-------- BLOCCO DI TESTO

Nulla è come sembra
18.07.2025
«A partire dal 2020, ho avviato la ricerca artistica Nulla È Come Sembra, un progetto che indaga la trasformazione percettiva attraverso opere su tela arricchite da elementi cartacei in rilievo. Leggeri, opachi, e capaci di interagire con la luce, questi inserti generano un'esperienza visiva mutevole, dove ciò che si vede dipende dal punto di osservazione e dalle condizioni ambientali. L’invito è chiaro: abbandonare lo sguardo passivo per esplorare l’opera in modo attivo e dinamico - dice l'artista, Anna Piratti -. Grazie all’impiego di un sistema di motion capture sviluppato dal Centro di sonologia Ccomputazionale, lo spettatore viene coinvolto in un’interazione delicata e su misura: la sola presenza fisica modifica l’esperienza dell’opera, attivando reazioni visive e sonore. Ho utilizzato una tarlatana, un tipo di garza leggera di cotone a trama larga, che si presenta inamidata e viene di solito utilizzata nella fase di inchiostratura della lastra. Anche qui, c’è l’idea che un umile supporto nato per pulire la lastra dall'inchiostro in eccesso senza asportare quello che è penetrato nei segni incisi, diventi altro. Cerco - continua Anna Piratti - connessioni tra le discipline e chi le pratica, sotto un unico registro poetico in cui scienza, tecnologia e spazialità si intrecciano. In questo caso il dialogo con la tecnologia diventa il mezzo per rendere visibili alcuni tratti di quella relazione profonda che, in modo misterioso, lega sempre chi guarda all’opera, e viceversa».

----------------
-------- VOCI MOSTRATE

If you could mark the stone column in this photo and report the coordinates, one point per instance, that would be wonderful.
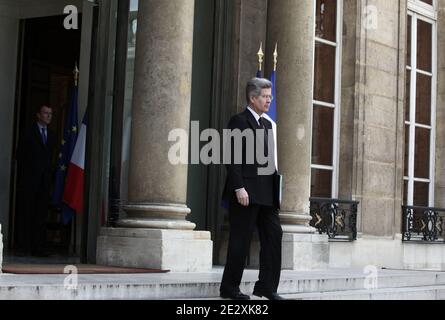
(156, 232)
(292, 24)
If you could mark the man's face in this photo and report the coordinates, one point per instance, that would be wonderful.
(45, 115)
(261, 104)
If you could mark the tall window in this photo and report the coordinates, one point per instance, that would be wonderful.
(326, 113)
(420, 107)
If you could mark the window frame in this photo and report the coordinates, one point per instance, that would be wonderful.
(337, 99)
(418, 11)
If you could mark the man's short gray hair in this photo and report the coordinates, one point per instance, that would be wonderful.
(254, 87)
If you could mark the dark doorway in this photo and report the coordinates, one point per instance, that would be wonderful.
(48, 56)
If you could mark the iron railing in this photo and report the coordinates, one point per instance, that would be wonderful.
(423, 224)
(337, 218)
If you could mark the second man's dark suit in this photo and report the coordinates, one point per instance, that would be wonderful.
(262, 213)
(34, 183)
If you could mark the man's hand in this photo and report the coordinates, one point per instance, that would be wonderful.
(243, 197)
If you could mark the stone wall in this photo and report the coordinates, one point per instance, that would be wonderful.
(378, 116)
(440, 110)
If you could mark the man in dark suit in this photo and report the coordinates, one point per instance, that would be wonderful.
(252, 199)
(34, 155)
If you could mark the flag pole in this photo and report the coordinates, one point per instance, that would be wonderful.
(260, 57)
(76, 74)
(275, 57)
(76, 80)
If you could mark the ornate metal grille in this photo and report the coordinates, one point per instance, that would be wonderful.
(423, 224)
(337, 218)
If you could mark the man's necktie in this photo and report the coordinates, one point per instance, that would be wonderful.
(266, 140)
(44, 136)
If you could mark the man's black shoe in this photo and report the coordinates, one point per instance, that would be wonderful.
(234, 296)
(270, 296)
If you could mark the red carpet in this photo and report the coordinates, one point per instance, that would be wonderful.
(81, 269)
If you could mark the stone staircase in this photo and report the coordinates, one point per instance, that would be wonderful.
(339, 284)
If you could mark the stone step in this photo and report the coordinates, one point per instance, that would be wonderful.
(329, 284)
(406, 293)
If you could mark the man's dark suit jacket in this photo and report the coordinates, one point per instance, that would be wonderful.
(260, 189)
(34, 160)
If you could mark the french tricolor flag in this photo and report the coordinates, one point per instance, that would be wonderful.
(73, 194)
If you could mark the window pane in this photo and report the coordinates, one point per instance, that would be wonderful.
(321, 183)
(409, 37)
(406, 151)
(408, 96)
(424, 45)
(421, 194)
(326, 20)
(324, 78)
(422, 154)
(423, 99)
(430, 2)
(322, 136)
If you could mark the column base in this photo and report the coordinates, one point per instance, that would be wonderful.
(305, 251)
(174, 250)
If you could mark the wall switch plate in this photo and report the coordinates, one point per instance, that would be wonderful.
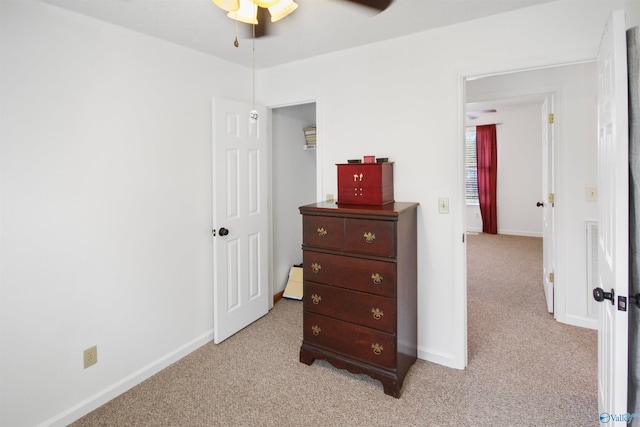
(443, 205)
(90, 356)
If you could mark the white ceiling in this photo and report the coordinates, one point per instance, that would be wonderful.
(316, 27)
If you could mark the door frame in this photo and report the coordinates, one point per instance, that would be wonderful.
(460, 259)
(319, 150)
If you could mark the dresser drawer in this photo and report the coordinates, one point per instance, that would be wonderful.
(354, 341)
(323, 231)
(376, 277)
(372, 237)
(368, 310)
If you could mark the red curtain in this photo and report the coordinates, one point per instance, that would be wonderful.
(487, 176)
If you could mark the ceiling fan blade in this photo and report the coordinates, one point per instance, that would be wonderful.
(375, 4)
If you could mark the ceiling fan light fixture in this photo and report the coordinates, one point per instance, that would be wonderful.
(228, 5)
(248, 12)
(266, 3)
(282, 9)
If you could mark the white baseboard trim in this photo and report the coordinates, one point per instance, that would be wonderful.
(445, 359)
(81, 409)
(581, 321)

----------------

IL TUO OBIETTIVO: Per favore, indica quale tessuto ha utilizzato Anna Piratti secondo il blocco di testo. Il materiale non ha alcun legame con il blocco di testo.

RISULTATO DELL'ESERCIZIO: Una tarlatana, un tipo di garza leggera di cotone a trama larga.